> _TASK TO CARRY OUT_:
Your reply must hold the lines from the one containing "of the bush;" to the end of the entries, copied exactly, with pictures excluded.

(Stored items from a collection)

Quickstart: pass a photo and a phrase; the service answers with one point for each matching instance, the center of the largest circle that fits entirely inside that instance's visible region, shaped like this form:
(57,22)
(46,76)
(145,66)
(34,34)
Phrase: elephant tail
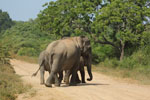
(34,74)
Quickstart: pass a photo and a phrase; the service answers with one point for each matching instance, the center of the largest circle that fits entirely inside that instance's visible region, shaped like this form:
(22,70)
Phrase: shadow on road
(85,84)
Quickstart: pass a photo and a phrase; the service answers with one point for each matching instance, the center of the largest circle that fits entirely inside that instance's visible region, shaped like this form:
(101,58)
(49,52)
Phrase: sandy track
(100,88)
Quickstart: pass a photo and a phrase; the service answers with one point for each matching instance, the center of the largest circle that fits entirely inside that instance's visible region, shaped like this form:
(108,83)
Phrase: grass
(138,75)
(10,83)
(26,58)
(131,76)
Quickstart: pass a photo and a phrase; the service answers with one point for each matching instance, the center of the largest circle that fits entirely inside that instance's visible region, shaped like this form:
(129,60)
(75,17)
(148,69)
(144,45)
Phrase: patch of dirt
(100,88)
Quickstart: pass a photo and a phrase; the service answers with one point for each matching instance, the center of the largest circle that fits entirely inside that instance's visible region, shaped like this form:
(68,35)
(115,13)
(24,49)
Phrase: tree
(121,22)
(68,17)
(5,21)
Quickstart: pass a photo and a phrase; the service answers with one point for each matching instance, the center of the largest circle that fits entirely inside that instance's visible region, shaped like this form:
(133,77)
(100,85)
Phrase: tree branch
(107,42)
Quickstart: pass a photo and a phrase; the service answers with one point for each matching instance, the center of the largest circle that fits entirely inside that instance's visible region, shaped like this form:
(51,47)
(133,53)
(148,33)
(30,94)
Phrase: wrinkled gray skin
(44,66)
(85,60)
(65,55)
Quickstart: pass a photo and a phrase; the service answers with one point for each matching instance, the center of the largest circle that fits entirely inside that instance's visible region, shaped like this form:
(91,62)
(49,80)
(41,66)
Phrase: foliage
(68,17)
(121,22)
(4,55)
(25,38)
(5,21)
(10,83)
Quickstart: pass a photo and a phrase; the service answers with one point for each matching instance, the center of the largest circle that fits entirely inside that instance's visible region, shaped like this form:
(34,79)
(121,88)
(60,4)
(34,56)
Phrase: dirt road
(100,88)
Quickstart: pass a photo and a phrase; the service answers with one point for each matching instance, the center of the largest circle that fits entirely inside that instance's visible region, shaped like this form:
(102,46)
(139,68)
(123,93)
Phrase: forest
(119,31)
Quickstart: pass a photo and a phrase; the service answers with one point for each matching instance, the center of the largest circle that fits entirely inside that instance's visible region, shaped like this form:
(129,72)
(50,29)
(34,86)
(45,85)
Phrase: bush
(27,52)
(10,83)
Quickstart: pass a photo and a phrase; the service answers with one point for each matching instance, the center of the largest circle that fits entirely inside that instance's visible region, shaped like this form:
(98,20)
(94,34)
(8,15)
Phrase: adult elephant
(65,55)
(44,66)
(85,60)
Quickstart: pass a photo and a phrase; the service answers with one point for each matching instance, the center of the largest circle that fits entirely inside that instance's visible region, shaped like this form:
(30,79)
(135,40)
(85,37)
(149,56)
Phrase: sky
(22,10)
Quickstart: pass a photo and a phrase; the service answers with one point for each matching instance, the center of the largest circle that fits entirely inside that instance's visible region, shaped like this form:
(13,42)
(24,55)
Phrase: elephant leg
(74,75)
(53,74)
(53,81)
(82,74)
(42,71)
(60,76)
(57,83)
(67,75)
(77,79)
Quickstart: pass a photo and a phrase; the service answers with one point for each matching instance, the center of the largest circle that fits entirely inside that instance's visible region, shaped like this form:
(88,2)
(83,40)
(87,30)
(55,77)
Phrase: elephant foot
(48,85)
(42,83)
(83,82)
(72,84)
(78,81)
(57,85)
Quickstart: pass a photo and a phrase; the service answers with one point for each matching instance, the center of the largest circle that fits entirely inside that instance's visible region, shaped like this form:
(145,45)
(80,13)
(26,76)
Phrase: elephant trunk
(89,72)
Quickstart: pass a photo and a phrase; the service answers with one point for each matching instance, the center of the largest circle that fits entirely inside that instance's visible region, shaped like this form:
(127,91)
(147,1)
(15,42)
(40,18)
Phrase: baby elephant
(44,66)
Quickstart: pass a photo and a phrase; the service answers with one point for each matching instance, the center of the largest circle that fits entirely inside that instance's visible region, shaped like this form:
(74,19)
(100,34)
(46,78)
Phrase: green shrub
(27,52)
(10,83)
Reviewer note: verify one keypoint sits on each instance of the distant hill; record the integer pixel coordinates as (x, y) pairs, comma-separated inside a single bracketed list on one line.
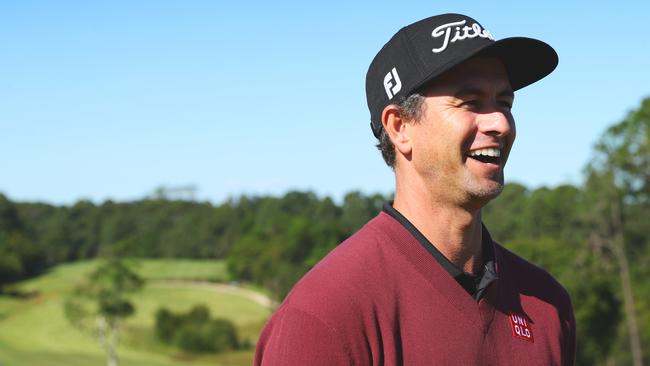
[(34, 330)]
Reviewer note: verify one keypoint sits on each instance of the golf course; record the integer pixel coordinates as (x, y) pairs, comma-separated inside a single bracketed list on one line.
[(35, 331)]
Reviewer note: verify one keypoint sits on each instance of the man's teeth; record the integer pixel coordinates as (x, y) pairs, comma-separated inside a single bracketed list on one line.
[(495, 153)]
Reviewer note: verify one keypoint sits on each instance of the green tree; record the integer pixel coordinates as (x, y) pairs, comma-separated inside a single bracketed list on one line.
[(101, 302), (618, 184)]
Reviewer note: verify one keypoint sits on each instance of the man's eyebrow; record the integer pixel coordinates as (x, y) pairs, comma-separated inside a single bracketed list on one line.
[(470, 91)]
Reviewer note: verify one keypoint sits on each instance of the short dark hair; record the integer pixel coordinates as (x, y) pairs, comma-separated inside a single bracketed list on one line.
[(411, 108)]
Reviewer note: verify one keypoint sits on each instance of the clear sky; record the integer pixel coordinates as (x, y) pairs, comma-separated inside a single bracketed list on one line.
[(111, 99)]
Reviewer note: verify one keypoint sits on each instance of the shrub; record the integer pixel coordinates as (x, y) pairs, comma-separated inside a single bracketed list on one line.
[(195, 331)]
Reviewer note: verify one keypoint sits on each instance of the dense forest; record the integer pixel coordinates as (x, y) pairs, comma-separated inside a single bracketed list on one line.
[(594, 237)]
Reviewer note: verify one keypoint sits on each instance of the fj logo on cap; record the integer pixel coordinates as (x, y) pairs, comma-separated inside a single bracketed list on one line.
[(460, 34), (521, 328), (392, 89)]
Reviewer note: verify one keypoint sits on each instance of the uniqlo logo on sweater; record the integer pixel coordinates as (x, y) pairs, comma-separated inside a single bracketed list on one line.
[(521, 328)]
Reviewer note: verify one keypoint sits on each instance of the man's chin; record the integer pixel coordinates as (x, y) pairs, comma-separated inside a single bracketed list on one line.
[(485, 191)]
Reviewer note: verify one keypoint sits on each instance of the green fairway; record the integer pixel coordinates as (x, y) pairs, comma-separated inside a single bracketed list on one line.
[(34, 330)]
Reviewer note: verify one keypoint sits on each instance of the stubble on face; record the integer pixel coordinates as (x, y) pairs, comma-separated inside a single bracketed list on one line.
[(450, 129)]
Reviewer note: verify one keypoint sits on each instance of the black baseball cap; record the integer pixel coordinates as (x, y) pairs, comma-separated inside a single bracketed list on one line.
[(421, 51)]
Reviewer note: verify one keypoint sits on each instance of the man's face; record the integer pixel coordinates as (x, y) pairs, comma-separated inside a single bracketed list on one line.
[(461, 143)]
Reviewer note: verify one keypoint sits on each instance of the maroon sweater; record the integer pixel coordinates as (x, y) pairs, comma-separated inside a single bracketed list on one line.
[(380, 298)]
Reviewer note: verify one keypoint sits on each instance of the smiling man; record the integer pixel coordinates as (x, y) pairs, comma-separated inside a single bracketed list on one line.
[(423, 283)]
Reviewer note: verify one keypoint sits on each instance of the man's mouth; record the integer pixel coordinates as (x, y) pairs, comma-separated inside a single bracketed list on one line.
[(487, 155)]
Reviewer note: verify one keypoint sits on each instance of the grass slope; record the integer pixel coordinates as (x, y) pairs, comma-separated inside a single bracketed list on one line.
[(34, 330)]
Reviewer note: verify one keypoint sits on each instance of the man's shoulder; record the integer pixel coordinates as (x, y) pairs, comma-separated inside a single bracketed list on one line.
[(352, 268), (531, 279)]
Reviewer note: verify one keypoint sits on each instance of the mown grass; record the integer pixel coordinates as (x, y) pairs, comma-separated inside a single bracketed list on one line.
[(34, 330)]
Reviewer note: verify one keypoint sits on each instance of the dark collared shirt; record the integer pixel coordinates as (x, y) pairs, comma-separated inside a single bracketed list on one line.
[(475, 285)]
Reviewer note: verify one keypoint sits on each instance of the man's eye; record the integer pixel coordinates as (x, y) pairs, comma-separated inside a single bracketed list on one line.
[(505, 104), (471, 104)]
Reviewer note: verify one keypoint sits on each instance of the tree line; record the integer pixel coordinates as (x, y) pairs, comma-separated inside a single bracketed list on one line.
[(594, 237)]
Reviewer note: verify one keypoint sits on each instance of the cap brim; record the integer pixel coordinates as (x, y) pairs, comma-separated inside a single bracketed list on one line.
[(527, 60)]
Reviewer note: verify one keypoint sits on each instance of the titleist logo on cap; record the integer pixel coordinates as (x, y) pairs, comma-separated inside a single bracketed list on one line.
[(422, 51), (460, 34)]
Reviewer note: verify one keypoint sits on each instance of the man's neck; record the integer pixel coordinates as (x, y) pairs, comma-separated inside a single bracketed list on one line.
[(455, 231)]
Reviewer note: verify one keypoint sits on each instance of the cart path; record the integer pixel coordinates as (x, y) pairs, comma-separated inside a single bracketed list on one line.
[(252, 295)]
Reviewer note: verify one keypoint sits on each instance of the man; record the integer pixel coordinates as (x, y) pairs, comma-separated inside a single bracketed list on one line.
[(423, 283)]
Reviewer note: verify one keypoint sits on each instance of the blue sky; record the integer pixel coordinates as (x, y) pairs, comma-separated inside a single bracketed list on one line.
[(113, 99)]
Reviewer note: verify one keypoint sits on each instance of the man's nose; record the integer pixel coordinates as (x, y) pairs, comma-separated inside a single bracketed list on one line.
[(496, 123)]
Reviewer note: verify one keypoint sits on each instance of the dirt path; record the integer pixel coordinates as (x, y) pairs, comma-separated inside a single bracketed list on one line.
[(223, 288)]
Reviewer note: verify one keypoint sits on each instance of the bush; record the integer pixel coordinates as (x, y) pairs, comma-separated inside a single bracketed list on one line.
[(195, 331)]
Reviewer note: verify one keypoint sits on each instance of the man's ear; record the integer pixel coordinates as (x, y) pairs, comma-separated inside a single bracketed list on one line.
[(397, 129)]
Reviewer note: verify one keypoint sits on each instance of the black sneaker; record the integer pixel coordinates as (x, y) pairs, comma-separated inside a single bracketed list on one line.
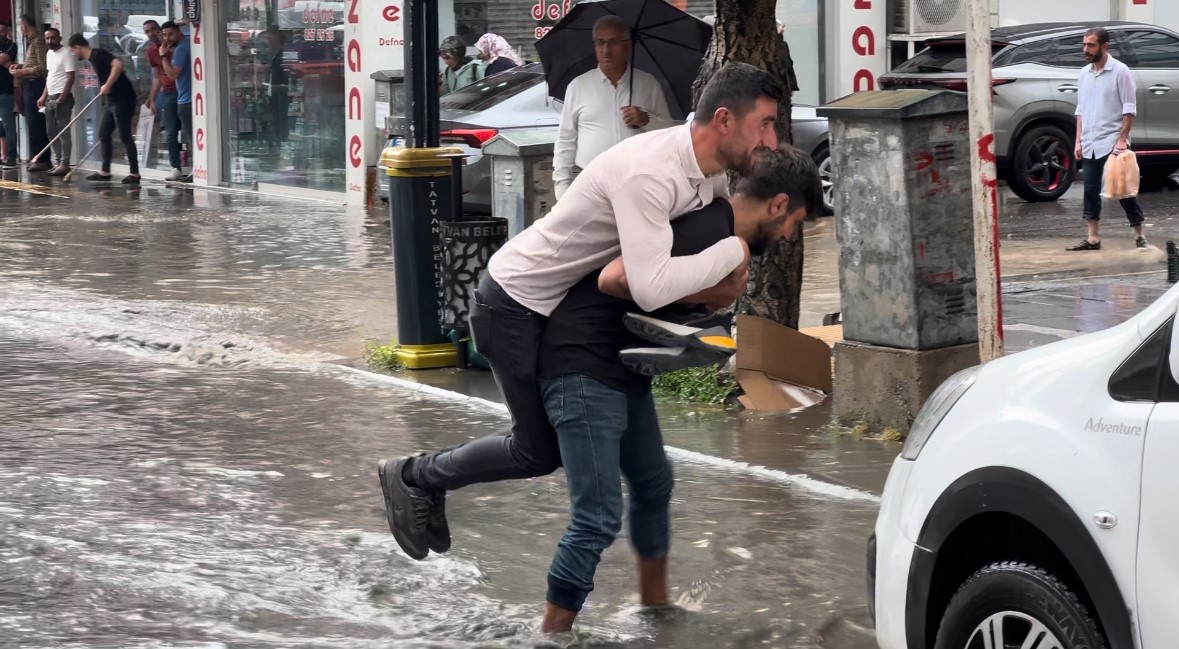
[(437, 530), (671, 334), (406, 509), (1085, 244), (651, 361)]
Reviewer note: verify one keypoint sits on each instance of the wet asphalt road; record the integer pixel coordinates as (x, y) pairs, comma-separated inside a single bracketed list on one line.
[(188, 464)]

> _PROBLEM SOLUTION_:
Reviewer note: verify one keypoint sits on each instance of the bush; record the integer pixel coordinates as (x, y) pairs, comma-separated inside a single bracketed list on one line.
[(195, 331)]
Reviewer note: verify one keypoint sits on each instance of the man's ear; record the integer pixel coordinates as (x, y) pairs, comma-separated inside a single bracketed list on one line.
[(397, 129)]
Reviewer note: verify one keypoint sits on each instance of the black sneaker; record the integer pixel coordinates as (x, y) pairs, comma-separated inside a single bracketed list on one line.
[(437, 530), (671, 334), (406, 509), (1085, 244), (651, 361)]
Reviewer note: verify one keypoint sits on each instance of the wet asphalt road; record the integer pixel coordinates as (x, y) pairs, comma-separated inside a single bracketed list on one line.
[(188, 464)]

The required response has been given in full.